Exercise
Reproduce what is written in the records below exactly, and leave out the images.
── Information provided ──
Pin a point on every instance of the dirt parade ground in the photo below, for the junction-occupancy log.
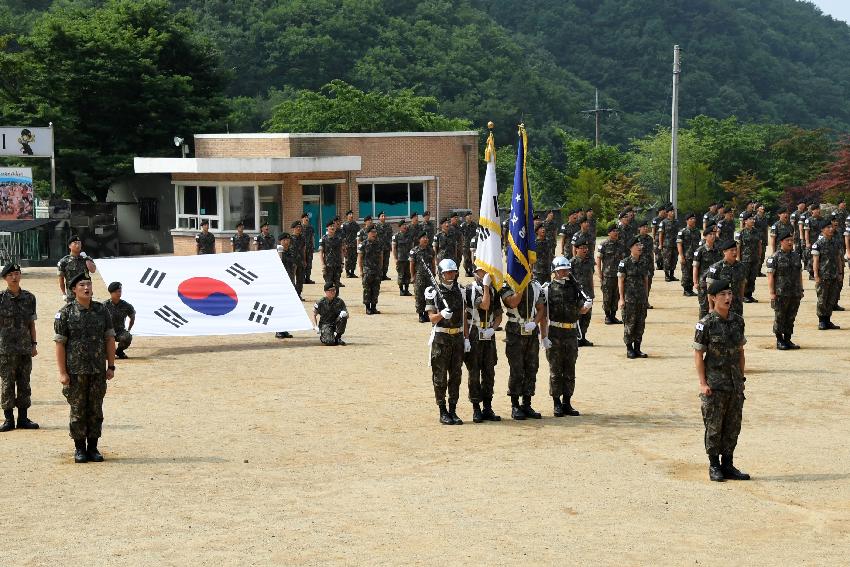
(250, 450)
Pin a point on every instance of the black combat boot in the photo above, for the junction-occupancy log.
(24, 422)
(729, 471)
(445, 418)
(477, 416)
(9, 423)
(715, 473)
(528, 410)
(453, 414)
(93, 453)
(80, 455)
(516, 411)
(488, 413)
(559, 409)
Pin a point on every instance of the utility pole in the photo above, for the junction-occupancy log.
(674, 133)
(596, 111)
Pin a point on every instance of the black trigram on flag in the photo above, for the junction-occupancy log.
(170, 316)
(241, 273)
(261, 313)
(152, 278)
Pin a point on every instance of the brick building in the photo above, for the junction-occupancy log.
(273, 178)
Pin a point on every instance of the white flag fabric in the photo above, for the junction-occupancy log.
───
Written solution
Pin a point on every instance of the dirt parade ground in the photo below, for the junction-occupancy log.
(250, 450)
Pin a point on every instance of the black combat boot in the photo above, for the junction-occupancy log.
(24, 422)
(729, 471)
(445, 418)
(477, 416)
(9, 423)
(715, 473)
(528, 410)
(453, 414)
(93, 453)
(80, 455)
(516, 411)
(488, 413)
(559, 409)
Pin a point on every instance of the utility pole in the photo above, for the junction-occupancy log.
(674, 133)
(596, 111)
Pin a point on every instance of the black trigram on flag in the photo above, for the junction-occupancy log.
(170, 316)
(241, 273)
(261, 313)
(152, 278)
Pin a point on every instance of the brick building in the photo above, for the junction-occupancy log.
(273, 178)
Pin a point on every instance of the white flag fabric in the photo above, for the junction-occupancy log.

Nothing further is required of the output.